Region pointing data ::
○ ○ ○ ○ ○

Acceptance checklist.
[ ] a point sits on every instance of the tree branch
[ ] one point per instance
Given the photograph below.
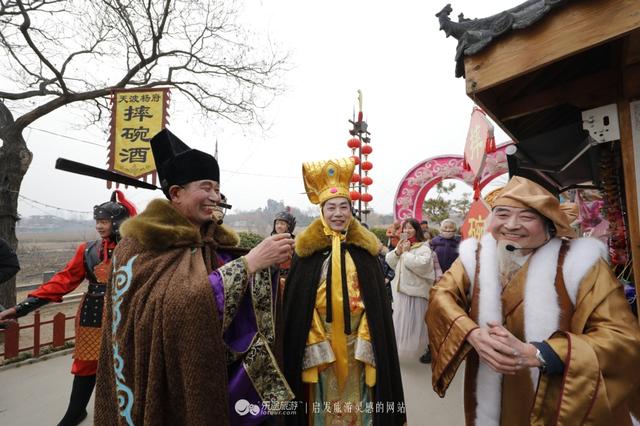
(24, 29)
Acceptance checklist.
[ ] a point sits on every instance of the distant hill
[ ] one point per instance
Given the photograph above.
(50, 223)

○ ○ ○ ○ ○

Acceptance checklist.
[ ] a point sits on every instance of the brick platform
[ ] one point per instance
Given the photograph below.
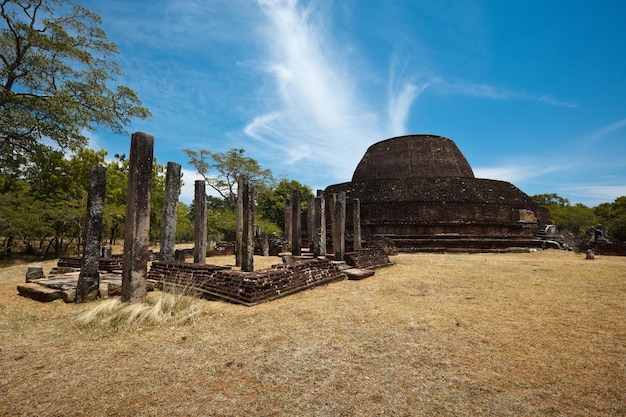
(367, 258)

○ ○ ○ ○ ○

Your objective :: Search the entries for "every" and copy each matching line.

Exercise answer ::
[ ] a point sits on every instance of the tree branch
[ ] a point sits on every instance of the distant hill
[ ] a point sits on every instance of the brick platform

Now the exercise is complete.